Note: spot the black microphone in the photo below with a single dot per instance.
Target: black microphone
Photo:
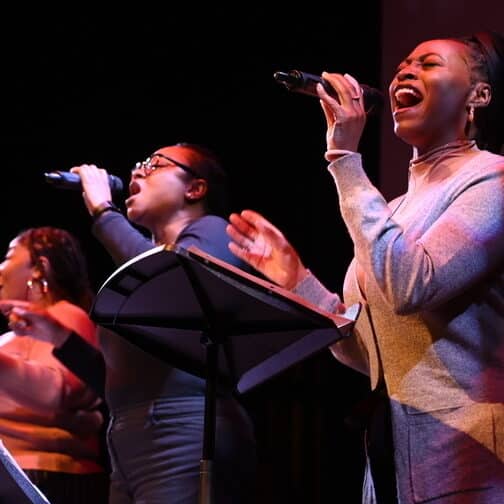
(69, 180)
(302, 82)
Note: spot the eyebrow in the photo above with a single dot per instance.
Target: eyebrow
(421, 58)
(177, 163)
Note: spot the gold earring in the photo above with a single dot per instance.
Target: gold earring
(470, 115)
(43, 284)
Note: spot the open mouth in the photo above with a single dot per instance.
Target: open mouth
(134, 188)
(406, 97)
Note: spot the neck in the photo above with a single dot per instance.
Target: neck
(417, 152)
(167, 233)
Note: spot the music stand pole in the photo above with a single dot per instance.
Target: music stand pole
(206, 463)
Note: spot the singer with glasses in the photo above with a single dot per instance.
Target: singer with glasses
(155, 435)
(428, 271)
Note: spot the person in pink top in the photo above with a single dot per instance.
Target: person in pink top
(50, 421)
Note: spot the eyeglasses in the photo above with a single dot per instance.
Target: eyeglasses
(155, 162)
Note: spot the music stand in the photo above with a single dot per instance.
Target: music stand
(15, 486)
(185, 306)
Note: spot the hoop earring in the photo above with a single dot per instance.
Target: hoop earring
(470, 115)
(44, 288)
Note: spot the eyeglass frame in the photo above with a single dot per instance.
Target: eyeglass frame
(150, 168)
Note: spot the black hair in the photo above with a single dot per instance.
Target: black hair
(208, 166)
(67, 277)
(486, 51)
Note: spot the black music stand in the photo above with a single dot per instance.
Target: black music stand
(185, 306)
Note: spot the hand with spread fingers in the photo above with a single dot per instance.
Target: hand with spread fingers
(262, 245)
(28, 319)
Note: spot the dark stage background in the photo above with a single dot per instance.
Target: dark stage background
(109, 88)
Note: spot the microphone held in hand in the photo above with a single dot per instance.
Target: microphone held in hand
(69, 180)
(302, 82)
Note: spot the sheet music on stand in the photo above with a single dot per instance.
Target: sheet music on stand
(15, 486)
(164, 299)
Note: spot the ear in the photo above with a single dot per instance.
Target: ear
(196, 190)
(42, 268)
(480, 95)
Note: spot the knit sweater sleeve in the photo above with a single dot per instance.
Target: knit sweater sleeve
(419, 270)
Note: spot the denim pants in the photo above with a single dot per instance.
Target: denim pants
(156, 448)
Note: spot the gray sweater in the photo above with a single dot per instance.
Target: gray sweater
(429, 272)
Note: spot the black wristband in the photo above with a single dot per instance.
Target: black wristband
(107, 206)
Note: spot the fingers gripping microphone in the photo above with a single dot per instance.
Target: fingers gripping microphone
(302, 82)
(69, 180)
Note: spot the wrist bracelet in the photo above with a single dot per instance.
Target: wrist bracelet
(106, 206)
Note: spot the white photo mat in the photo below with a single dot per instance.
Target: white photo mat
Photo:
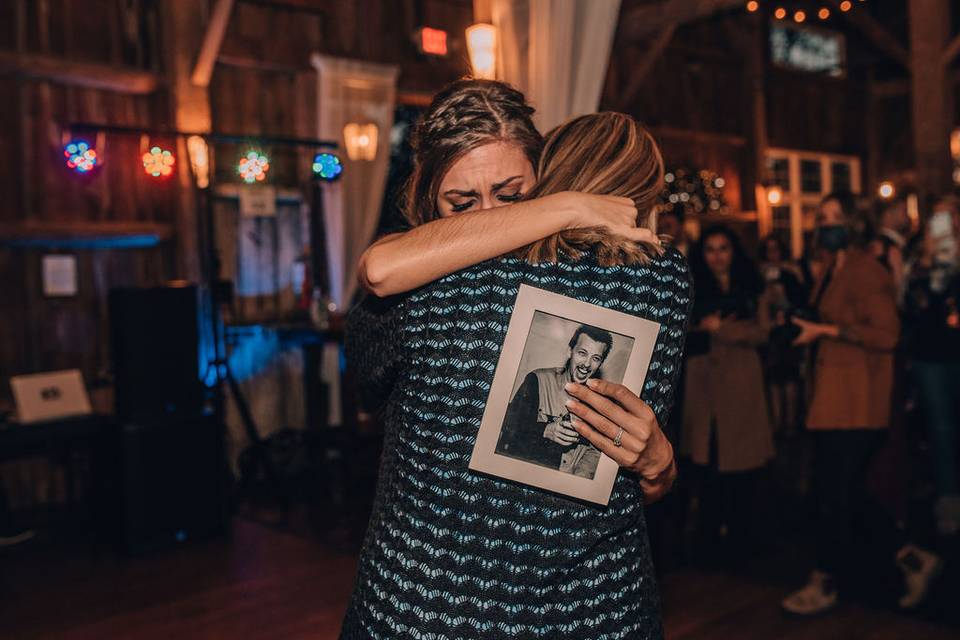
(530, 300)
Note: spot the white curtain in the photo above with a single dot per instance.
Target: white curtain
(556, 52)
(361, 92)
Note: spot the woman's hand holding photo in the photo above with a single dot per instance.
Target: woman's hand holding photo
(625, 428)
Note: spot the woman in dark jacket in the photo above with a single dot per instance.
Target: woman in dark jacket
(726, 425)
(932, 308)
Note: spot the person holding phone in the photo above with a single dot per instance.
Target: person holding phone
(933, 321)
(857, 331)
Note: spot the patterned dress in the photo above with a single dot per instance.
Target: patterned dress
(450, 554)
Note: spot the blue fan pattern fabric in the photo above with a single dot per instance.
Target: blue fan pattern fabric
(451, 554)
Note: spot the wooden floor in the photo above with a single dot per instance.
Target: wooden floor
(266, 584)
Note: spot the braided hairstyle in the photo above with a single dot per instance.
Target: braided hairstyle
(463, 116)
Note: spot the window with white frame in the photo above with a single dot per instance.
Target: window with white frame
(804, 178)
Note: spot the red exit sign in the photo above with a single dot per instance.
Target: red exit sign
(432, 41)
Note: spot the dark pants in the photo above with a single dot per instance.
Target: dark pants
(728, 500)
(850, 523)
(940, 385)
(6, 518)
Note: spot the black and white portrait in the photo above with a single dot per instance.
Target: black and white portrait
(526, 434)
(537, 425)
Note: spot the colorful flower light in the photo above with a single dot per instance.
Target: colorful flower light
(253, 167)
(158, 162)
(80, 157)
(327, 166)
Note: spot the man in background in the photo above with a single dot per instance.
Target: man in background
(537, 426)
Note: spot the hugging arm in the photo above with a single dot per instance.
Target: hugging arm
(404, 261)
(373, 347)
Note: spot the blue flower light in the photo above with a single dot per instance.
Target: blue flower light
(327, 166)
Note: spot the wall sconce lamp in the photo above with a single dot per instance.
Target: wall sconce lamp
(361, 141)
(482, 47)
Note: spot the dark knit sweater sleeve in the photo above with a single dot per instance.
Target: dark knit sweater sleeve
(676, 307)
(374, 347)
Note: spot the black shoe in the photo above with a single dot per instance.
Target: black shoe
(15, 537)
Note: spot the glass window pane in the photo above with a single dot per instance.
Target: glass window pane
(810, 216)
(781, 217)
(810, 181)
(779, 169)
(840, 174)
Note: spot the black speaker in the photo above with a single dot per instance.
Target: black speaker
(154, 340)
(168, 483)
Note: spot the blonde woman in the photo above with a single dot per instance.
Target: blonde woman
(450, 553)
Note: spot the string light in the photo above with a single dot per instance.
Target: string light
(80, 157)
(158, 162)
(693, 192)
(253, 167)
(327, 166)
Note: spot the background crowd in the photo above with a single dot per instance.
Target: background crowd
(852, 350)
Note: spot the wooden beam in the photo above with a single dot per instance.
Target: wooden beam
(698, 137)
(641, 22)
(79, 74)
(951, 51)
(640, 73)
(876, 33)
(931, 96)
(182, 32)
(212, 39)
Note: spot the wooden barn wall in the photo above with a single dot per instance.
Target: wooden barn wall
(697, 100)
(263, 83)
(816, 113)
(41, 333)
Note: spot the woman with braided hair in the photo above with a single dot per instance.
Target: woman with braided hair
(454, 554)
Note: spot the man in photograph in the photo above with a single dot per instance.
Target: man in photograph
(537, 426)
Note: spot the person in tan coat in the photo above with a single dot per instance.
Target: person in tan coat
(726, 424)
(854, 337)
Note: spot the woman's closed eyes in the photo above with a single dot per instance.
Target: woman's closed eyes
(506, 198)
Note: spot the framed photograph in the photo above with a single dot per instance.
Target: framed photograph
(525, 434)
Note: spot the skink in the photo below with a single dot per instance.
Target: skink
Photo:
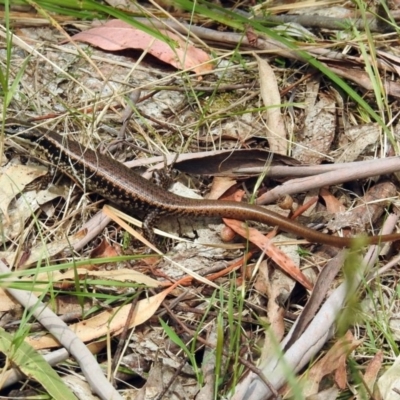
(117, 183)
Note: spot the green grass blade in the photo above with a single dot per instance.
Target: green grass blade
(34, 366)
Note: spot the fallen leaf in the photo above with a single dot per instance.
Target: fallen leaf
(117, 35)
(106, 323)
(13, 181)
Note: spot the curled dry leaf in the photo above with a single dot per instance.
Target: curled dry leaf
(117, 35)
(13, 181)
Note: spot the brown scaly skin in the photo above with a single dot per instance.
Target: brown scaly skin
(119, 184)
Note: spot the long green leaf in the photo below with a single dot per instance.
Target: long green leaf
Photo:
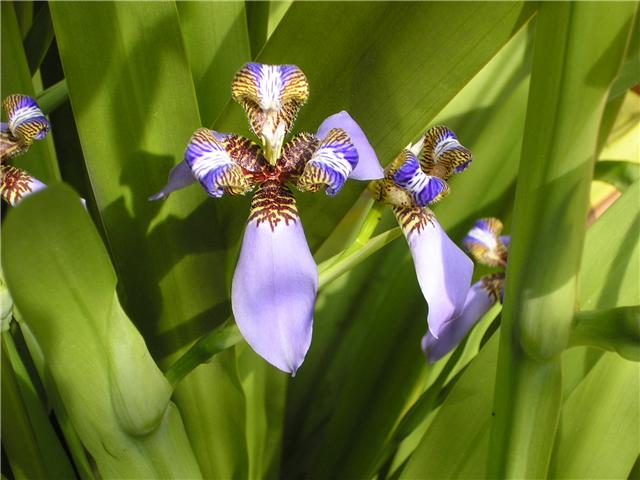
(222, 28)
(578, 52)
(347, 344)
(170, 256)
(30, 441)
(62, 282)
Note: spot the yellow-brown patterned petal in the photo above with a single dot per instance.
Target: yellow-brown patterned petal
(442, 154)
(15, 184)
(485, 244)
(271, 95)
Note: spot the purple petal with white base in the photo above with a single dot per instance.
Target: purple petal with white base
(477, 303)
(443, 270)
(276, 280)
(424, 189)
(180, 176)
(368, 167)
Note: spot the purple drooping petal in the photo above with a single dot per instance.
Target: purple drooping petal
(275, 282)
(368, 167)
(477, 303)
(180, 176)
(443, 270)
(424, 189)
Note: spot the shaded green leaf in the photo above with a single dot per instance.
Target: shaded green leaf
(62, 282)
(170, 256)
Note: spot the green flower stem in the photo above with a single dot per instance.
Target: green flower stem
(203, 350)
(578, 52)
(330, 270)
(614, 329)
(347, 230)
(54, 96)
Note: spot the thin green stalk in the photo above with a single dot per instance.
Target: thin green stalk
(578, 52)
(334, 270)
(33, 448)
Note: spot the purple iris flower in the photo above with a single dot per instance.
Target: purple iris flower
(276, 279)
(415, 179)
(488, 247)
(26, 123)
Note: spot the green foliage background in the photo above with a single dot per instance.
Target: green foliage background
(107, 302)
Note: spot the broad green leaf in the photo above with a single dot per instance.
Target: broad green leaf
(614, 329)
(603, 386)
(170, 256)
(599, 431)
(620, 174)
(610, 274)
(39, 161)
(217, 44)
(578, 52)
(61, 280)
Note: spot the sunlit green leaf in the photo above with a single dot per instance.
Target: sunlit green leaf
(62, 282)
(139, 94)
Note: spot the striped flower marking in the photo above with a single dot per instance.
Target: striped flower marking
(271, 95)
(15, 184)
(409, 186)
(26, 123)
(442, 154)
(484, 243)
(273, 203)
(331, 163)
(212, 165)
(425, 189)
(276, 279)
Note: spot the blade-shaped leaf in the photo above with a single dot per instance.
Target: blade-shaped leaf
(61, 280)
(139, 95)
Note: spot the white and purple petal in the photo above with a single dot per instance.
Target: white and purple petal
(275, 281)
(484, 242)
(212, 166)
(180, 176)
(25, 119)
(271, 95)
(331, 163)
(368, 167)
(443, 270)
(424, 189)
(478, 301)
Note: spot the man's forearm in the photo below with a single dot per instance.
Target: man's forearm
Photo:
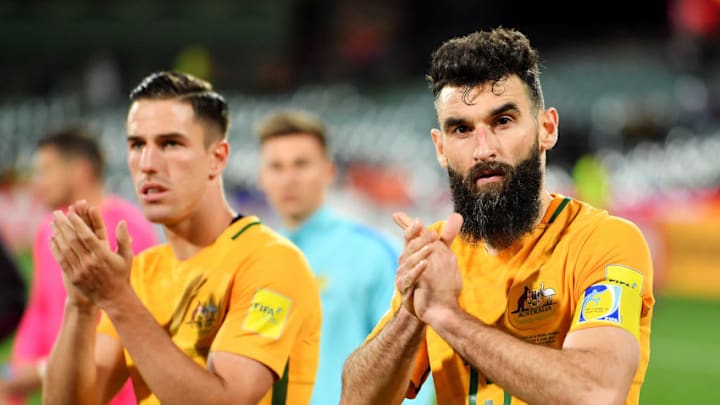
(171, 375)
(536, 374)
(379, 371)
(71, 373)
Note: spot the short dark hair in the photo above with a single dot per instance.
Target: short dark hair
(292, 122)
(485, 56)
(206, 103)
(76, 143)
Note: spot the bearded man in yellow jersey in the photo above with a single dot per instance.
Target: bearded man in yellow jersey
(227, 312)
(521, 296)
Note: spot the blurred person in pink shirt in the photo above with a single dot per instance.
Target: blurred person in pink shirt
(68, 167)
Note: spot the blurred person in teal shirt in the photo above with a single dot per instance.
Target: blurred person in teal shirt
(354, 264)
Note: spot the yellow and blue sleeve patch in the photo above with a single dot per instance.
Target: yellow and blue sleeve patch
(268, 313)
(615, 301)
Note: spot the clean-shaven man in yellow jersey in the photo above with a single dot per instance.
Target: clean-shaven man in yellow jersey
(521, 296)
(227, 312)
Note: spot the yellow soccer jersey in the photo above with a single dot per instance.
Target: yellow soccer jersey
(250, 293)
(579, 268)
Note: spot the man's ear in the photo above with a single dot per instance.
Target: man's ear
(219, 153)
(439, 147)
(549, 122)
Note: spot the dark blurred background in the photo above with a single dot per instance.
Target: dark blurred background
(637, 85)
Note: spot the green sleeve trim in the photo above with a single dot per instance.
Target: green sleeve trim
(559, 209)
(245, 228)
(472, 391)
(280, 387)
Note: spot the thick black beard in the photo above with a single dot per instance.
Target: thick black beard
(499, 214)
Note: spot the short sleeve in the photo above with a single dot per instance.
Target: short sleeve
(613, 278)
(273, 297)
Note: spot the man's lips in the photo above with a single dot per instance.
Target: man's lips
(152, 191)
(488, 176)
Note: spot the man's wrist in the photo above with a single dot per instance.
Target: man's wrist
(439, 317)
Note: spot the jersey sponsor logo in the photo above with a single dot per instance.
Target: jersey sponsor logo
(268, 313)
(624, 276)
(601, 303)
(205, 315)
(533, 304)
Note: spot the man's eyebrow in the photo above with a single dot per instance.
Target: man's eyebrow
(453, 122)
(169, 135)
(507, 107)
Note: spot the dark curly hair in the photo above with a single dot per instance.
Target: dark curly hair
(486, 56)
(206, 103)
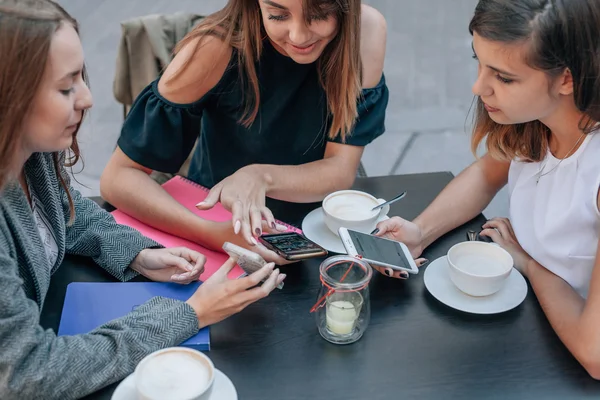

The problem:
Please find every line in the listing above that contains the word "barn", matching case, and copy each of those lines.

Exercise output:
Note: spot the wooden barn wall in the photo above with a single dot per instance.
Target: wooden barn wall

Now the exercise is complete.